▶ EXTRAIT DU TEXTE:

================

Les indemnités que propose le gouvernement ivoirien aux victimes des déchets toxiques déversés dans la capitale ivoirienne, Abidjan, en août 2006 sont, selon elles, insuffisantes. La répartition des 152 millions d’euros, soit 100 milliards de francs CFA, versés en compensation à l’Etat ivoirien par la société hollandaise, Trafigura, l’affréteur du navire qui a transporté les déchets, a été rendue publique jeudi dernier. Sur les 100 milliards négociés avec la firme hollandaise et formalisé par un accord signé le 13 février, 5 milliards seront affectés à la construction d’une usine de traitement de déchets ménagers. Les 95 autres iront aux victimes et à l’Etat ivoirien. Ce dernier devrait toucher à lui seul 50 milliards de dollars, sur un total de 68,6 milliards, et répartir le reste aux collectivités locales qui ont été touchées. Ces 50 milliards devraient servir à couvrir les « engagements financiers déjà pris par le gouvernement pour faire face aux problèmes immédiats posés par cette catastrophe », précise le communiqué de la présidence ivoirienne.

Le reliquat de ces 95 milliards servira, quant à lui, à indemniser les victimes et leurs familles. Ainsi, celles de chacune des 16 personnes décédées à cause de ces déchets toxiques devraient toucher 200 000 dollars (100 millions de F CFA). Les 76 personnes hospitalisées se partageraient 4 00 dollars chacune et les plus de 100 000 victimes non hospitalisées, 408 dollars. Une somme que Denis Papira Yao, président de la Fédération nationale des victimes des déchets toxiques de Côte d’Ivoire (Fenavidet-CI) considère comme une « insulte ». « C’est insignifiant. Autant ne rien leur donner du tout », a-t-il confié à l’agence Reuters. « Si le président ne nous reçoit pas et maintient son projet, les victimes s’y opposeront par tous les moyens. »

L’Etat ivoirien veut couvrir ses dépenses au détriment des victimes

Les victimes estiment en effet que les sommes sont en deçà des frais qu’elles ont engagés pour se faire soigner et regrettent de ne pas avoir été associées à la fixation des indemnités. La Fenavidet-CI avait à ce propos exprimé son souhait de collaborer avec la Cellule présidentielle chargée du suivi des catastrophes naturelles et humaines érigée dans le cadre de l’affaire du Probo Koala. Les « rescapés » du navire pollueur étaient déjà descendus dans la rue pour manifester leur impatience de percevoir les indemnités promises depuis la signature du protocole entre la firme Trafigura et le chef de l’Etat ivoirien Laurent Gbagbo. Un accord vivement critiqué par plusieurs responsables ivoiriens et des diplomates étrangers qui ont estimé qu’ils consacraient l’absence d’Etat de droit. En versant le montant réclamé par la Côte d’Ivoire, la multinationale s’est prémunie de toute poursuite judiciaire. Trafigura, qui doit également prendre en charge dans le cadre de ce protocole « la dépollution complémentaire des sites » contaminés est encore en négociation avec le gouvernement ivoirien à ce sujet.

================

▶ Données de pointage par expressions référentielles:
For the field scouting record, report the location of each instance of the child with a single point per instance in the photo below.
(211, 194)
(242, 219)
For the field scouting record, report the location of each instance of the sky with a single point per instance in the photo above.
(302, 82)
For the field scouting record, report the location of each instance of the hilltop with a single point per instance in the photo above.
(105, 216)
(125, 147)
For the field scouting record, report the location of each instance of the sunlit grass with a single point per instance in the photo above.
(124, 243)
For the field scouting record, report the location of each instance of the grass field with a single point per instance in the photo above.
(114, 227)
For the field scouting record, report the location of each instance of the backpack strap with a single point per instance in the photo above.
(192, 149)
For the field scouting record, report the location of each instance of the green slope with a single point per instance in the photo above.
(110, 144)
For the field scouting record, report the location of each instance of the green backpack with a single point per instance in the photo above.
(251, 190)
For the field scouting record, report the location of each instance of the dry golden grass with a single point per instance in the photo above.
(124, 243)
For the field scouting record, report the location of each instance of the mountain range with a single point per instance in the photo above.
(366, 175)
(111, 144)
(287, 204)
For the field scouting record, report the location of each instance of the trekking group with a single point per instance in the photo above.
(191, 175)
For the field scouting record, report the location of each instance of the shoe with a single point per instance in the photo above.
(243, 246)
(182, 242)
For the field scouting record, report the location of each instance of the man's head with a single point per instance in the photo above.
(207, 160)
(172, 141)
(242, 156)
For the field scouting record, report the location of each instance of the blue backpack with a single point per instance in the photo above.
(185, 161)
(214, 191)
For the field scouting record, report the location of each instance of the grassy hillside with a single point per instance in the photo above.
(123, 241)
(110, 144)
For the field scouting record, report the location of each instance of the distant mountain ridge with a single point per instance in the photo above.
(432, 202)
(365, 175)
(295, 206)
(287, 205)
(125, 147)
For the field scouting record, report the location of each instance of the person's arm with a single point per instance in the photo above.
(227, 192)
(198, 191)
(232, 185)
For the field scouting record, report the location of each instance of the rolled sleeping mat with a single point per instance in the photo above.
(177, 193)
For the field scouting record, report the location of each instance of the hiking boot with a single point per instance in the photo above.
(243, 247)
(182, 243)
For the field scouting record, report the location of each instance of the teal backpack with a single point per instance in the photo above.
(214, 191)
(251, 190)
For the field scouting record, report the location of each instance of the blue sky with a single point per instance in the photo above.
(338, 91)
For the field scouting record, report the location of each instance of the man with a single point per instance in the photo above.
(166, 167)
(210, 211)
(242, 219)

================

▶ CONSIGNE DE TRAVAIL: D'après l'extrait du texte sur l'indemnisation des victimes des déchets toxiques d'Abidjan, qui est le président de la Fenavidet-CI ?

▶ RÉSULTAT OBTENU: Le président de la Fenavidet-CI est Denis Papira Yao.